● **What is being asked**
Can you turn the material below into a Markdown table with the columns "Row" and "Line," giving each line its own numbered row, skipping blank lines, and leaving out any images?

● **Given data**
>>>>

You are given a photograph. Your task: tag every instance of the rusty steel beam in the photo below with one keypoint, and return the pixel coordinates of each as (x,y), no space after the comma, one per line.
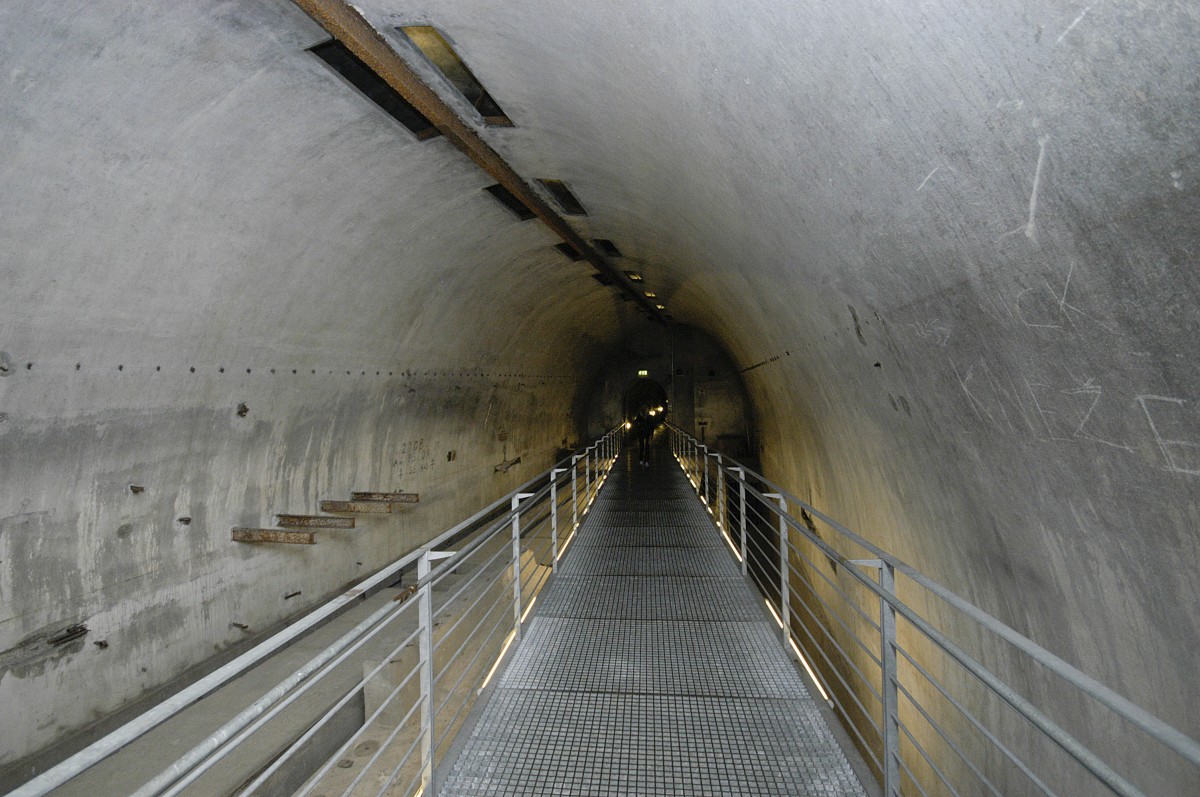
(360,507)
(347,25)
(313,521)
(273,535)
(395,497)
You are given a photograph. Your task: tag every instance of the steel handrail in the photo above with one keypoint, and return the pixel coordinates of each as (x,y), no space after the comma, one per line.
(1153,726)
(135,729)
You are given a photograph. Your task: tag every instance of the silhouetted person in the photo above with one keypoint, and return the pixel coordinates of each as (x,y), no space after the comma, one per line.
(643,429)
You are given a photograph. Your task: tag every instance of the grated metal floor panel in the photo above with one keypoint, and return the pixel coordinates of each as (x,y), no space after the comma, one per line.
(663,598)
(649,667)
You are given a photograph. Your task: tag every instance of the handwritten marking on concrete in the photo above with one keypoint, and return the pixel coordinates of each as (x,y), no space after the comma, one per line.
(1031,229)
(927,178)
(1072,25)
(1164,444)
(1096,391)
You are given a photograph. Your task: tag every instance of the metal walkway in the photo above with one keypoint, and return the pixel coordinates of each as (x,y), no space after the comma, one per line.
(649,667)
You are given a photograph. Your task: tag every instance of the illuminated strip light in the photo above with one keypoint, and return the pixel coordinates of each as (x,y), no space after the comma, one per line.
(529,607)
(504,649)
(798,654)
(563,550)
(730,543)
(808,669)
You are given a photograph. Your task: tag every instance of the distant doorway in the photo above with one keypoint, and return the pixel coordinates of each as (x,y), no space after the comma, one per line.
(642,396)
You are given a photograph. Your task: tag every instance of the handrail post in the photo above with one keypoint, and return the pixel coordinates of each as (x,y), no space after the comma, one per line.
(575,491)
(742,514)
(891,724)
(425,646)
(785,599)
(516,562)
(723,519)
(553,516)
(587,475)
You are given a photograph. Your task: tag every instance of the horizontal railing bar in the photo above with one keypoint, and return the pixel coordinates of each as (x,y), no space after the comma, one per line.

<<<<

● **Correct result**
| Row | Line |
|---|---|
| 1 | You are given a photograph. Your task: tag every instance of the rusty steel beam in the photo below with one keypoint, and return the pixel coordinates of each as (x,y), no space after the comma, one per line. |
| 2 | (360,507) |
| 3 | (347,25) |
| 4 | (313,521) |
| 5 | (273,535) |
| 6 | (395,497) |
| 7 | You are given a photograph. Your task: tag every instance of the steel handrail in the photo above with one keypoint, and return the pixel coordinates of each as (x,y), no space after the comma, one per line. |
| 8 | (1153,726) |
| 9 | (135,729) |
| 10 | You are given a photograph. Your task: tag every instance of the silhouetted person in the photo above with one keypoint, and return the pixel coordinates of each as (x,y), no space after the comma, one per line. |
| 11 | (643,429) |
| 12 | You are given a photograph. Your task: tag every instance of the grated metal floor panel in the photo above with one keypoint, and return the pixel coordinates of each as (x,y), no space after the comma, one per line. |
| 13 | (663,598) |
| 14 | (649,667) |
| 15 | You are given a photograph. Your task: tag every instance of the handwritten marking on concrete in the photo above with one keypoint, and return the pixel coordinates of each as (x,y), no space after the comma, one per line. |
| 16 | (1031,229) |
| 17 | (927,178) |
| 18 | (1072,25) |
| 19 | (1164,444) |
| 20 | (1096,391) |
| 21 | You are given a photograph. Your task: tag every instance of the metal walkway in the photo above with one keypoint, and return the pixel coordinates of each as (x,y), no space after the comma, one per line. |
| 22 | (649,667) |
| 23 | You are given a photograph. Your task: tag every instance of the illuminated strip light in the photo above with one keypoint, and return the pixel coordinates of each as (x,y), no space after the comma, one per line. |
| 24 | (529,607) |
| 25 | (504,649) |
| 26 | (798,654) |
| 27 | (563,550) |
| 28 | (730,543) |
| 29 | (808,669) |
| 30 | You are given a photograph. Your task: tag every instance of the distant doorway in the photo above with one keypoint, and return the pixel coordinates of each as (x,y), no space after the comma, one per line. |
| 31 | (642,396) |
| 32 | You are given a photograph. Your task: tag every instance of the handrail post in the photo above with one keypoint, and return the pixel coordinates of each as (x,y), no space after the comma, one per line. |
| 33 | (575,491) |
| 34 | (742,514) |
| 35 | (891,724) |
| 36 | (425,646) |
| 37 | (785,599) |
| 38 | (516,562) |
| 39 | (723,519) |
| 40 | (553,516) |
| 41 | (587,475) |
| 42 | You are given a photograph. Your task: tag every instance of the horizontal railing bar in the photo above with one keypoint, and return the pixel coordinates of each as (x,y), no space after the comma, one per line. |